__WHAT THE TASK REQUIRES__:
Lines from the one containing "TARGET = green bush" through the last line of the data are to be repeated word for word, both ends included.

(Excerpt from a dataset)

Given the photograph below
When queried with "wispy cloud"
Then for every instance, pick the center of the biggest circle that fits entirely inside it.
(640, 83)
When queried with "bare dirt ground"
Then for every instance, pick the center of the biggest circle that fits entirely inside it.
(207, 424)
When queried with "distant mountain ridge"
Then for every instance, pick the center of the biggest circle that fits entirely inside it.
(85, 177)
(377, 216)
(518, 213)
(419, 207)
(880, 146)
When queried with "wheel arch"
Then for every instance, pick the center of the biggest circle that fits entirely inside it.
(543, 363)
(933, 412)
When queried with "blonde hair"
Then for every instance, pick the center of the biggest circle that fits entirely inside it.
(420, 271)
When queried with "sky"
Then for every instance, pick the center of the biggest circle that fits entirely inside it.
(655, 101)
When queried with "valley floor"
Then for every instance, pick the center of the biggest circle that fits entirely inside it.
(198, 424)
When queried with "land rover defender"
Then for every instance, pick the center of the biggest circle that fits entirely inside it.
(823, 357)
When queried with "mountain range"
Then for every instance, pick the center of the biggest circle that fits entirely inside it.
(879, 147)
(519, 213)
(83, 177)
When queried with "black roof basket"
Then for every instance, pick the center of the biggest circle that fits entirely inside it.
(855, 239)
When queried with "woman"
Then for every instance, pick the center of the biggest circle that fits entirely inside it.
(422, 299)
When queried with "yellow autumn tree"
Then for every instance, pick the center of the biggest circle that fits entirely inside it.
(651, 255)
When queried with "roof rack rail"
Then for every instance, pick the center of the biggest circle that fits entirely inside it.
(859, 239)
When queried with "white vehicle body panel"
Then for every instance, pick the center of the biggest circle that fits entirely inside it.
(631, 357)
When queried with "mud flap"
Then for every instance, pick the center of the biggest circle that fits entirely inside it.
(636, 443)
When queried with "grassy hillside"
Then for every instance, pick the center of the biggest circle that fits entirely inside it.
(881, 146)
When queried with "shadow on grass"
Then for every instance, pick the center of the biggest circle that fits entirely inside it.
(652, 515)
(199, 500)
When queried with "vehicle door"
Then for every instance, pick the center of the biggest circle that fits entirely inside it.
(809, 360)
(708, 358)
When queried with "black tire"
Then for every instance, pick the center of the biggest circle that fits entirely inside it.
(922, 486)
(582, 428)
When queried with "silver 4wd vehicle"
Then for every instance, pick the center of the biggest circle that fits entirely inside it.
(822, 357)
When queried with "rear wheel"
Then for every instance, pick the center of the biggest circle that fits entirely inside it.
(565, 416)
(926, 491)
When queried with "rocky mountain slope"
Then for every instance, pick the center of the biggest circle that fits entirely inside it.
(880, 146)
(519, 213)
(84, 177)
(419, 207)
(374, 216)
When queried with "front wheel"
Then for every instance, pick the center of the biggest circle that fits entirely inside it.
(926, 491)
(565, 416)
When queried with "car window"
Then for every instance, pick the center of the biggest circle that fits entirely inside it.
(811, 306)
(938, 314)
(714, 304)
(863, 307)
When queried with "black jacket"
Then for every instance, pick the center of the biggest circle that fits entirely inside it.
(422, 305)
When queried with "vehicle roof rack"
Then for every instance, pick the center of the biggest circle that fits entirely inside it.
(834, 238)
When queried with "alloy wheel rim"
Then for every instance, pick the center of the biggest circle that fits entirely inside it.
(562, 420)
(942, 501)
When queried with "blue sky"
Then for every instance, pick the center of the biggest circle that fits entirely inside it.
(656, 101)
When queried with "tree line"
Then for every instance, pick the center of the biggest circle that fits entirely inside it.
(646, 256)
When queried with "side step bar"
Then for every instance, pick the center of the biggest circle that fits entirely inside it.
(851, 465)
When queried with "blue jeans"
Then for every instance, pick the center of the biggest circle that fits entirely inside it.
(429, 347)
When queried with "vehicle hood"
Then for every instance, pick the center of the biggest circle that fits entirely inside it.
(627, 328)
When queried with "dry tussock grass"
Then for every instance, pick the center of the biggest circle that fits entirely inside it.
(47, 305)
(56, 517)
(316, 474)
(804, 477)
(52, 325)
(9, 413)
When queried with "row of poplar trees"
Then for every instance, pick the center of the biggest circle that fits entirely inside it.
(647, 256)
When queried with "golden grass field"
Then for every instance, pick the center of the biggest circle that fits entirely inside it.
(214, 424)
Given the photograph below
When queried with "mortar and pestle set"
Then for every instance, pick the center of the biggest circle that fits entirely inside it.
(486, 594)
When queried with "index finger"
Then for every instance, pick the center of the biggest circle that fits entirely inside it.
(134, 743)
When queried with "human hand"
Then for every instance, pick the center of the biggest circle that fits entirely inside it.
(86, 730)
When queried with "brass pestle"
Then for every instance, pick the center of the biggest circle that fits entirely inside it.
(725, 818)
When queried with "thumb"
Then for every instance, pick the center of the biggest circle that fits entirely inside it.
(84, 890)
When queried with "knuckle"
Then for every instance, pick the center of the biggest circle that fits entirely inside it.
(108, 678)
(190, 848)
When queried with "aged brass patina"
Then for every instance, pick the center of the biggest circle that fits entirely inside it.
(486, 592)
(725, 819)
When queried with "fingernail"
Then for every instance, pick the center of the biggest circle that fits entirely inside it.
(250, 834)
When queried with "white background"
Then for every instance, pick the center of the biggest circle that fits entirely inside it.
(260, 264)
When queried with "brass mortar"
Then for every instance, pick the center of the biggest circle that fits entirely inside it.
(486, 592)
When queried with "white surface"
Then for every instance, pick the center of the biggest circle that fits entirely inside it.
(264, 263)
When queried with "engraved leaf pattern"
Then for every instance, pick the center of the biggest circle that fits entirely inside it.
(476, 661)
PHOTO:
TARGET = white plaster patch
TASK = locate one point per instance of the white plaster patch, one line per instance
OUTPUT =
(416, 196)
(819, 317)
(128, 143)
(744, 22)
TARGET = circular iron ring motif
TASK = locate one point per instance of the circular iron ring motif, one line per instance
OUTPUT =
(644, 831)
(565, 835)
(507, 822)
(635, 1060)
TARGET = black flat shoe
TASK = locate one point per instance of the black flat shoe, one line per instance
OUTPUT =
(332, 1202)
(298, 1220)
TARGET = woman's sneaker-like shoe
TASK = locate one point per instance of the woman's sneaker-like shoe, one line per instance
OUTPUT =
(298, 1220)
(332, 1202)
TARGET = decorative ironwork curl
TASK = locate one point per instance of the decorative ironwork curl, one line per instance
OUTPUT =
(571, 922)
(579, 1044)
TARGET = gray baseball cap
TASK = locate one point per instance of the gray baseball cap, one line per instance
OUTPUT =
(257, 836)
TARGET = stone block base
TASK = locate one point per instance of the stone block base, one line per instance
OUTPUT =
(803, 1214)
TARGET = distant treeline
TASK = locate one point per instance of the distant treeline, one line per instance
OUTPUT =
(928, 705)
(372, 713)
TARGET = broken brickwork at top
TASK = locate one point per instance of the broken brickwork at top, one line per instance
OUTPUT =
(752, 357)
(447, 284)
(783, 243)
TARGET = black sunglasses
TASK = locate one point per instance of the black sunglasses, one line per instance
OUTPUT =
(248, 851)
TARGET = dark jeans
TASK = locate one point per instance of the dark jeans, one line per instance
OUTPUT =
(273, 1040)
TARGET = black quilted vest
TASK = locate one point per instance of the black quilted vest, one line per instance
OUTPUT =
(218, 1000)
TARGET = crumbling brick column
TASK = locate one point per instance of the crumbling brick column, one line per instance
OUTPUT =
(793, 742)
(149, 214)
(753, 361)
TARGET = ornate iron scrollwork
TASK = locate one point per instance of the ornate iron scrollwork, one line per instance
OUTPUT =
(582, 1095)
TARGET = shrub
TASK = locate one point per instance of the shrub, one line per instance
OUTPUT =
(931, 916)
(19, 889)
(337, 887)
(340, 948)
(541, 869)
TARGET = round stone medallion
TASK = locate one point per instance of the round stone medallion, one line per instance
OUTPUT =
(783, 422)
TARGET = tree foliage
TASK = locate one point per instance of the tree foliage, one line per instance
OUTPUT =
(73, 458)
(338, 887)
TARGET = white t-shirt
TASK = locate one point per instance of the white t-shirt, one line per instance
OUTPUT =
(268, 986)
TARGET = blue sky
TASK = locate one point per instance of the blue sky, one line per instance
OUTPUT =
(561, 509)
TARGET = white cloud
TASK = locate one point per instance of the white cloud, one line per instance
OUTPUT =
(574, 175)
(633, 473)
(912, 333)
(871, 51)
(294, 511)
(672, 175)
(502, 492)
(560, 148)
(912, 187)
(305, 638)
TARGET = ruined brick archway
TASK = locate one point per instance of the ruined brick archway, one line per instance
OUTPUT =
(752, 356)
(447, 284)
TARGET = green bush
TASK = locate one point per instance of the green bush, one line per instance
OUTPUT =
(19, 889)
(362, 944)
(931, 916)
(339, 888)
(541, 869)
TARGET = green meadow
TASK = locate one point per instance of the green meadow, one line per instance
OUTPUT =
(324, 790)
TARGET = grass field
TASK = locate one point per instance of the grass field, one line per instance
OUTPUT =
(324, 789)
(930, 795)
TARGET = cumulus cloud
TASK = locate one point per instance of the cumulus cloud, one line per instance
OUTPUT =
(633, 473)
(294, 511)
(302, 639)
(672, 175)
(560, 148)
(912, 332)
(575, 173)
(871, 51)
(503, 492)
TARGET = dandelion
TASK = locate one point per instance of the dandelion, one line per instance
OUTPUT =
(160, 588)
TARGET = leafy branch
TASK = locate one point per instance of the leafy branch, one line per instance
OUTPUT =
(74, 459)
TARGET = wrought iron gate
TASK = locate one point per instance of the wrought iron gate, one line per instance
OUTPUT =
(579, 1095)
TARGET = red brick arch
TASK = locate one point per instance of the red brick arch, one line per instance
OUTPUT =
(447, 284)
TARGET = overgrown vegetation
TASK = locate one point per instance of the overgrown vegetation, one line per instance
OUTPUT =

__REPLY__:
TARGET = green bush
TASK = locate one point per instance of the green bush, one line per instance
OUTPUT =
(19, 889)
(362, 944)
(931, 916)
(339, 888)
(541, 869)
TARGET = green meadow
TASK = locate one point per instance of the green meadow, one line per instance
OUTPUT =
(324, 790)
TARGET = grass field
TASK = locate one point per instance of the grass field, one line per instance
OUTPUT =
(324, 789)
(930, 795)
TARGET = cumulus cloud
TASK = locate one point per instance of the cumulus cloud, one line per instance
OUTPUT =
(633, 473)
(294, 511)
(302, 639)
(672, 175)
(560, 148)
(912, 332)
(575, 173)
(871, 51)
(503, 492)
TARGET = dandelion
TASK = locate one point per instance of the dandelion, one line per instance
OUTPUT =
(160, 588)
TARGET = leafy branch
TASK = locate one point per instance of the leafy branch, one line per instance
OUTPUT =
(74, 459)
TARGET = wrought iron gate
TASK = locate one point per instance of the wrought iron gate, one line per instance
OUTPUT =
(579, 1095)
TARGET = red brick arch
TASK = locate one point per instance of the red brick arch, one line per instance
OUTPUT =
(447, 284)
TARGET = overgrown vegetation
TASK = locate one point per instance of the overgrown vegetation, one line per instance
OUTPUT =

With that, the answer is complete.